=== Page text ===
And they are developed in separate projects and can be used independently from each other.

However, scaling your cluster requires fine-tuning the setting of the autoscalers so that they work in concert.

Let's have a look at an example.

When autoscaling pods goes wrong

Imagine having an application that requires and uses 1.5GB of memory and 0.25 vCPU at all times.

You provisioned a cluster with a single node of 8GB and 2 vCPU — it should be able to fit four pods perfectly (and have a little bit of extra space left).

A single node cluster with 8GB of memory and 2 vCPU

You deploy a single Pod and set up:

An Horizontal Pod Autoscaler adds a replica every 10 incoming requests (i.e. if you have 40 concurrent requests, it should scale to 4 replicas).
A Cluster Autoscaler to create more nodes when resources are low.

The Horizontal Pod Autoscaler can scale the replicas in your deployment using Custom Metrics such as the queries per second (QPS) from an Ingress controller.

You start driving traffic 30 concurrent requests to your cluster and observe the following:

The Horizontal Pod Autoscaler starts scaling the Pods.
Two more Pods are created.
The Cluster Autoscaler doesn't trigger — no new node is created in the cluster.

It makes sense since there's enough space for one more Pod in that node.

You further increase the traffic to 40 concurrent requests and observe again:

The Horizontal Pod Autoscaler creates one more Pod.
The Pod is pending and cannot be deployed.
The Cluster Autoscaler triggers creating a new node.

=== Dataset section ===

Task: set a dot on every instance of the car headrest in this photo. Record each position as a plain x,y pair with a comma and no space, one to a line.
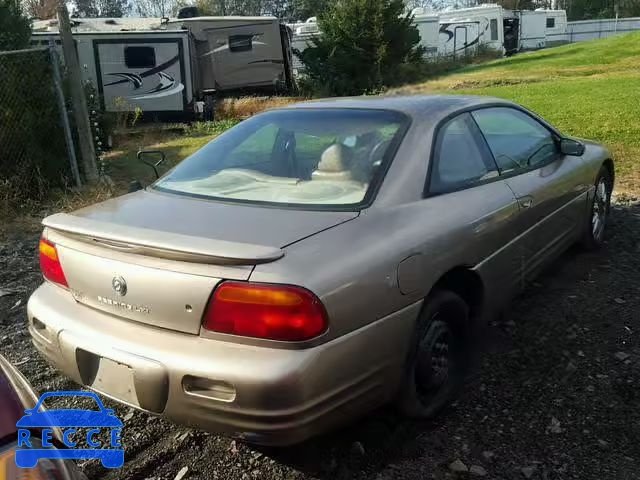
332,165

=== Prompt 1 ===
List every observation the autoscaling text records after traffic is sent to the cluster, in the order given.
=== Prompt 2 ===
Reproduce word for word the part of the autoscaling text that begins at the words "You deploy a" and stops after "Pods are created.".
The material above is separate from the autoscaling text.

=== Full response 1 ===
The Horizontal Pod Autoscaler starts scaling the Pods.
Two more Pods are created.
The Cluster Autoscaler doesn't trigger — no new node is created in the cluster.
The Horizontal Pod Autoscaler creates one more Pod.
The Pod is pending and cannot be deployed.
The Cluster Autoscaler triggers creating a new node.

=== Full response 2 ===
You deploy a single Pod and set up:

An Horizontal Pod Autoscaler adds a replica every 10 incoming requests (i.e. if you have 40 concurrent requests, it should scale to 4 replicas).
A Cluster Autoscaler to create more nodes when resources are low.

The Horizontal Pod Autoscaler can scale the replicas in your deployment using Custom Metrics such as the queries per second (QPS) from an Ingress controller.

You start driving traffic 30 concurrent requests to your cluster and observe the following:

The Horizontal Pod Autoscaler starts scaling the Pods.
Two more Pods are created.